■ **Exercise brief**: Copy out the final stretch of the listing: the line that contains "Q: Provide one point on every instance of the woman" and all lines after it, exactly as they appear.

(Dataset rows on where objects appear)
----

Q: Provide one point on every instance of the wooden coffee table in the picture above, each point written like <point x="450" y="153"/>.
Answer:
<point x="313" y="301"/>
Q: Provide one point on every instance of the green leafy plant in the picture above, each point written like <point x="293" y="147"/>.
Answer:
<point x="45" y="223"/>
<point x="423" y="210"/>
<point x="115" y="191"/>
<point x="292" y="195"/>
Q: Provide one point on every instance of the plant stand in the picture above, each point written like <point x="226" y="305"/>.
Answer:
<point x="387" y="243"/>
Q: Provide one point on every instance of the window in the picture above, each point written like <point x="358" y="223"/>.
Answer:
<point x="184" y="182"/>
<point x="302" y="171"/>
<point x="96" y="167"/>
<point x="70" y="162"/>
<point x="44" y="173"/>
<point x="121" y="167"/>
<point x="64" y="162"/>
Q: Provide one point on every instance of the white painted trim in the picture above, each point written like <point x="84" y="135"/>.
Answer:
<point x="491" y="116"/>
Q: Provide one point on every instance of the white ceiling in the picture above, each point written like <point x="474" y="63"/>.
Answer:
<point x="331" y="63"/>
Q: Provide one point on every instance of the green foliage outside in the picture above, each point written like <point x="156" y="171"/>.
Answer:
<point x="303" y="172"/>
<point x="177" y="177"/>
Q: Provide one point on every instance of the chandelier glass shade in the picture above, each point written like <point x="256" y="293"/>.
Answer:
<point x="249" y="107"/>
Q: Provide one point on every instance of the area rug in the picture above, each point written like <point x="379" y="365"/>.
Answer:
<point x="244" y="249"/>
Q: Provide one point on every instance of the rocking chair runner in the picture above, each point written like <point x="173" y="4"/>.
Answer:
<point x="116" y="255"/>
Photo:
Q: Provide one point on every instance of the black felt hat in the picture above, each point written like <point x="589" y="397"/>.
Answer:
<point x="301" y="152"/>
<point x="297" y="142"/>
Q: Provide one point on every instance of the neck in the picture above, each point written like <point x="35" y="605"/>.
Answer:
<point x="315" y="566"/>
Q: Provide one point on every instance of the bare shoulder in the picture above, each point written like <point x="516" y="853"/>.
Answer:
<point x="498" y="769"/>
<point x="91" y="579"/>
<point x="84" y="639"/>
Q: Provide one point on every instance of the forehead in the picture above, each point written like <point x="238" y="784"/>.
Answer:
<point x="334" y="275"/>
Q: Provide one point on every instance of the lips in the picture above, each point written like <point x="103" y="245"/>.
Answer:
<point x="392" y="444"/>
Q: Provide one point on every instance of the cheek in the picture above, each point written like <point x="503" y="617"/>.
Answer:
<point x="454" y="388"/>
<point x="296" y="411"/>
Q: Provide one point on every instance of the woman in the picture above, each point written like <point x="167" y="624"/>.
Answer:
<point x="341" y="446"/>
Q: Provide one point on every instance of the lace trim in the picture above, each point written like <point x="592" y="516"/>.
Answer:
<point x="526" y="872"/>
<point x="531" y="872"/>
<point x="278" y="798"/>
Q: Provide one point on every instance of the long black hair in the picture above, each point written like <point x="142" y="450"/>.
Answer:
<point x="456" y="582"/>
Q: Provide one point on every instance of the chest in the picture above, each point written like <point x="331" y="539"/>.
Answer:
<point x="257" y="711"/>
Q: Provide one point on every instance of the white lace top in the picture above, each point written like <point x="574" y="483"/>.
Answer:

----

■ **Task result**:
Q: Provide one point on every instance of the woman in the picture above, each point written like <point x="167" y="624"/>.
Answer:
<point x="341" y="446"/>
Q: Provide one point on every instance of the lace trim in the picture above, each point written like <point x="592" y="516"/>.
Answer:
<point x="526" y="872"/>
<point x="531" y="872"/>
<point x="278" y="798"/>
Q: Provide one point on every instance of the long black hair in the picture above, each point written like <point x="142" y="450"/>.
Answer:
<point x="456" y="582"/>
Q: Provide one point on every instance of the chest in the picture above, each point written like <point x="331" y="539"/>.
Answer:
<point x="257" y="711"/>
Q: Provide one point on every instance of the white lace top in the picture above, each point written like <point x="574" y="483"/>.
Answer:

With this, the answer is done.